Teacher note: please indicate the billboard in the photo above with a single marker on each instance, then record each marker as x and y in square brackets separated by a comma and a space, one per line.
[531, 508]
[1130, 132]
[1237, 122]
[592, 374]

-*-

**What is expected:** Render these lines as a JSON list of strings, one string per line, leaving out any blank lines.

**Correct result:**
[
  "Teacher note: please indicate the billboard in the photo above with a single marker on each instance, then record each marker as x and y in square brackets separated by a comma and a space, one per line.",
  "[531, 508]",
  "[1130, 132]",
  "[1237, 122]",
  "[592, 374]"
]